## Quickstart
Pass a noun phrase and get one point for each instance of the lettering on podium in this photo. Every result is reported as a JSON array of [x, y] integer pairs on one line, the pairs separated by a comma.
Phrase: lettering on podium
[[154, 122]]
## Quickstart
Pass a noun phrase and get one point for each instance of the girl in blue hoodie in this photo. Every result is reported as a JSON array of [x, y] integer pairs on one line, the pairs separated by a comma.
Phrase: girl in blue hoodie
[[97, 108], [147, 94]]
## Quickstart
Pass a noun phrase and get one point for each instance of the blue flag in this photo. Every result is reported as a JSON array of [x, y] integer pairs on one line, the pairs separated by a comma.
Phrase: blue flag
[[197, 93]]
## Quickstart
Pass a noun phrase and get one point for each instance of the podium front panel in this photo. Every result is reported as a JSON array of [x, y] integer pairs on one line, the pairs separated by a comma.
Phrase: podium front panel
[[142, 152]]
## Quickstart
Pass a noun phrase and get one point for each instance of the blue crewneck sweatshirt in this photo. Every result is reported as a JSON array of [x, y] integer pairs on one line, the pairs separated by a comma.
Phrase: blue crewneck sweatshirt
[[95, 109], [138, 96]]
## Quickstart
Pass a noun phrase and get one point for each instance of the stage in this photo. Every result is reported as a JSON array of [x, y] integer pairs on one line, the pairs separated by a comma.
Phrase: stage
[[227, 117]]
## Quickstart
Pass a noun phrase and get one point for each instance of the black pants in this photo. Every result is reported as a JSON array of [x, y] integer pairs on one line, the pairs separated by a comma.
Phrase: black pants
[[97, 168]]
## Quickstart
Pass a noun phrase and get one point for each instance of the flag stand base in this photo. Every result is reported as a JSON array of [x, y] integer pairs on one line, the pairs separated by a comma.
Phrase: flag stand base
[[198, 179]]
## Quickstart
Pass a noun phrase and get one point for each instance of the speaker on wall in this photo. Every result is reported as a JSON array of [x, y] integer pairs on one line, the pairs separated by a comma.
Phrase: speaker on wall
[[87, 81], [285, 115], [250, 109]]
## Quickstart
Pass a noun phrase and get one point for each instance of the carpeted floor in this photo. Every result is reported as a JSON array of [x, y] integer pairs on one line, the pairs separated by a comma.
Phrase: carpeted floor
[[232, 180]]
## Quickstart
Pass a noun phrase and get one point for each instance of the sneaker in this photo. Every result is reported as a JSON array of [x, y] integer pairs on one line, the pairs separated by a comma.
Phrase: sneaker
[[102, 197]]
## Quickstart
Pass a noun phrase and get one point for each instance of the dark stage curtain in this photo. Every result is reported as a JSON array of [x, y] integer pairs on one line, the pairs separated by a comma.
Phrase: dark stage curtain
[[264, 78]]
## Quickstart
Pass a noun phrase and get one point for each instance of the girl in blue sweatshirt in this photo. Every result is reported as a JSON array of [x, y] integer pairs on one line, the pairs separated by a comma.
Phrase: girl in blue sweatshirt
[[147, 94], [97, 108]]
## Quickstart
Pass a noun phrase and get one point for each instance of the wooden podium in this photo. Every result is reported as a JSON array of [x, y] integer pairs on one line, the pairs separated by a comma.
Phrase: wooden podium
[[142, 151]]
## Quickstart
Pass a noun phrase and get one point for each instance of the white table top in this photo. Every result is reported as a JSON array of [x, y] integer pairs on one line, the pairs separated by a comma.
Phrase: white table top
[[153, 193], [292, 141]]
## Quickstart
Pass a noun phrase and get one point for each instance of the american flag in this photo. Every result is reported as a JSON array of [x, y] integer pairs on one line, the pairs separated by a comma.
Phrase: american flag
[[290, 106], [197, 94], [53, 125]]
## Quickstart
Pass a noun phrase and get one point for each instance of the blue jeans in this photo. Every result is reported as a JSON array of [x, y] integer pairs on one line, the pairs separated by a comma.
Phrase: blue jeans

※

• **WORK TO DO**
Please count the lines of the rows above that contain the word "blue" and give only that number.

• **THE OUTPUT**
10